• Problem requirements: Edit the material from the line with "Give the innermost point of each instance of the blurred" up to and including its final line by replacing "blurred background" with "out-of-focus background". Give those lines back with nothing else changed.
── Raw records ──
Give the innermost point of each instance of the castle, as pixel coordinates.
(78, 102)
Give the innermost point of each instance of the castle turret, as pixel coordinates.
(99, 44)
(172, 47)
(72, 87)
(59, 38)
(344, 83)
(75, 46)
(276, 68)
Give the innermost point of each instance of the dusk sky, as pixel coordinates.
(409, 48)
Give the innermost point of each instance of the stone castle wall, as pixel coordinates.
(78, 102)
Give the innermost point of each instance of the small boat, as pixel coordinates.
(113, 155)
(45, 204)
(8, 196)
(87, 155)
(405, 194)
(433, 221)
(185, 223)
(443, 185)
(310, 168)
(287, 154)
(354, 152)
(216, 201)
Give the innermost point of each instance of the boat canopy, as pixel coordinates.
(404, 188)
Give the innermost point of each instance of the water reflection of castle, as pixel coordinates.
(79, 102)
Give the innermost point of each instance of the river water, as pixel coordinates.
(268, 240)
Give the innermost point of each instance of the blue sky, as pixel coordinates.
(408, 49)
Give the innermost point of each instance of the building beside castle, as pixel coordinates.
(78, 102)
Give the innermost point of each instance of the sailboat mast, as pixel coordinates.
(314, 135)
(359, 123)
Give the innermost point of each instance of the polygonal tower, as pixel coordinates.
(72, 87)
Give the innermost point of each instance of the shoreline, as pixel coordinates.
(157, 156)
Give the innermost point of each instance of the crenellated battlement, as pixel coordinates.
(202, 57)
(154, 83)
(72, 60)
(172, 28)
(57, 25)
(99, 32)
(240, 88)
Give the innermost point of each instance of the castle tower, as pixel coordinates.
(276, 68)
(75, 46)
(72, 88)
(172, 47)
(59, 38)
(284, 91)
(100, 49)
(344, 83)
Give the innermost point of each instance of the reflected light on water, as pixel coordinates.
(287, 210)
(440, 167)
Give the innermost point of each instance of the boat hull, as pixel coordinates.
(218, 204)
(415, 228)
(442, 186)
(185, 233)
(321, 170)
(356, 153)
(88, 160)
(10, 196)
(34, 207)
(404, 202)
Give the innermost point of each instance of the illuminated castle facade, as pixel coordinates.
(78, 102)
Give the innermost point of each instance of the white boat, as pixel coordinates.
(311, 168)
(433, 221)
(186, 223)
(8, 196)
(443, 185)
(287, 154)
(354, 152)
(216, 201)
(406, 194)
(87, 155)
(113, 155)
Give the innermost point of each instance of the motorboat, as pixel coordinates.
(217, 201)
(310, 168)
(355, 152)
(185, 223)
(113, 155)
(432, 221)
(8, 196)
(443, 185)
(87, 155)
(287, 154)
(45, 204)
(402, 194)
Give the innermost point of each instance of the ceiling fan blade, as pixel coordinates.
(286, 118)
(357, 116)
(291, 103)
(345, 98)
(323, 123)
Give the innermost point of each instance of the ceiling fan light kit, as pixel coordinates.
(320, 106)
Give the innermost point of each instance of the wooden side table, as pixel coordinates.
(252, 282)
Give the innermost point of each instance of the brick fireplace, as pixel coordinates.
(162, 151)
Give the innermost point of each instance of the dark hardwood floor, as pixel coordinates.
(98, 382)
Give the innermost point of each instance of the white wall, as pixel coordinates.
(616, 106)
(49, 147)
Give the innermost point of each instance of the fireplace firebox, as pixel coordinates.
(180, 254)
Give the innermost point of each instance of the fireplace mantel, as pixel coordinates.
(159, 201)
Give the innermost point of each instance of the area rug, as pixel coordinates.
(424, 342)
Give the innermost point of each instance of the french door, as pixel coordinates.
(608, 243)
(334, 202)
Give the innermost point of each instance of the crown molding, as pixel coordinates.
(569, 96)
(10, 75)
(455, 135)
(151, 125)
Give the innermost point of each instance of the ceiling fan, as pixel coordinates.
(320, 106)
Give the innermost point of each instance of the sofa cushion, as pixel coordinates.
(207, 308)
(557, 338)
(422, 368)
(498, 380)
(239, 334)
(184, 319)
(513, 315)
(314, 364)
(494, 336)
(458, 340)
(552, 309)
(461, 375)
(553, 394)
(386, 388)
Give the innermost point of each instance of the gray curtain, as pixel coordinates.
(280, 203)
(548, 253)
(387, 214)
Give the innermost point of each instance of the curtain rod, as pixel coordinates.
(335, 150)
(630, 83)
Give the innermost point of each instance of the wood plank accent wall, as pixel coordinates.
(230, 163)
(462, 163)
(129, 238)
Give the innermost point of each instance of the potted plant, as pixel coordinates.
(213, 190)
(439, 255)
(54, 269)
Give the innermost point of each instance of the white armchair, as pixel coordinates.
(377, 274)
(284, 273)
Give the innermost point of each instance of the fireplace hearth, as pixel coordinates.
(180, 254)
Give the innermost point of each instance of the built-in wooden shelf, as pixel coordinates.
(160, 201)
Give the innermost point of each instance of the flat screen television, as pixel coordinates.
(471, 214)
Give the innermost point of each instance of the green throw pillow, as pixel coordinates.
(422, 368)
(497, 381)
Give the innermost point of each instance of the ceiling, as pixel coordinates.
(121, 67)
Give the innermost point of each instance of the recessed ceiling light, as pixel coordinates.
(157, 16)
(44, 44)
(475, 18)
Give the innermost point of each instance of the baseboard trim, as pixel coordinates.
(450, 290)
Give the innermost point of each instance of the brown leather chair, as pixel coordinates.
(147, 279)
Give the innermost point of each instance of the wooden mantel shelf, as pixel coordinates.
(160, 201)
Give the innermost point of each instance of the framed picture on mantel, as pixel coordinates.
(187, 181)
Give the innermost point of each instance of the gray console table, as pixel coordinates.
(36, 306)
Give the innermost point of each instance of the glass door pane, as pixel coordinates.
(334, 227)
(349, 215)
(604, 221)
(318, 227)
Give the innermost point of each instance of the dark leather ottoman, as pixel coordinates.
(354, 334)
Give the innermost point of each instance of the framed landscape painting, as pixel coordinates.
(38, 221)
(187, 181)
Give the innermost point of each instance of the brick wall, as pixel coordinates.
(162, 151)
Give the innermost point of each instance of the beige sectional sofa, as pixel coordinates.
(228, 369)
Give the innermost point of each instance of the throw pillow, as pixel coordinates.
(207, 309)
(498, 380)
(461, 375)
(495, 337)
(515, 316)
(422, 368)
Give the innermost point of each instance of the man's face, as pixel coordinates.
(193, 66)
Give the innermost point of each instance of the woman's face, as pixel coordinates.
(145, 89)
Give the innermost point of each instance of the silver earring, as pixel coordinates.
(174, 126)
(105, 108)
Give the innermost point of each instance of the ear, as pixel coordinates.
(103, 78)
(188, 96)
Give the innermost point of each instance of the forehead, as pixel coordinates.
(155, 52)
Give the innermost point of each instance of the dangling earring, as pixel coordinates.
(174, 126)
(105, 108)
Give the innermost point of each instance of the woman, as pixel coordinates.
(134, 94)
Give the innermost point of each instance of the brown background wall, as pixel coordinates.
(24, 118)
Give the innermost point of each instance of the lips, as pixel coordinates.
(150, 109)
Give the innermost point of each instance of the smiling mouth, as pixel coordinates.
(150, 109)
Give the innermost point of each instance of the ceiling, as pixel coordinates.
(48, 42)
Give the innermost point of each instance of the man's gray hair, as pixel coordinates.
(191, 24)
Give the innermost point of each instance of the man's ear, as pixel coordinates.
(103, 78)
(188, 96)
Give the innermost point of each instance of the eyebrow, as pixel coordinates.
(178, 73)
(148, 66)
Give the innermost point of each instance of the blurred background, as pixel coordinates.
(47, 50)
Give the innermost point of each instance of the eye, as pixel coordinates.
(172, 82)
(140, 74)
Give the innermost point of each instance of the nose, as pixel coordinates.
───
• Solution for this task:
Give the innermost point of each instance of the out-of-focus background, as pixel coordinates.
(47, 50)
Give the innermost point of each instance of the eye, as pixel coordinates.
(172, 82)
(140, 74)
Give the innermost point of each instance of the nose, as pixel coordinates.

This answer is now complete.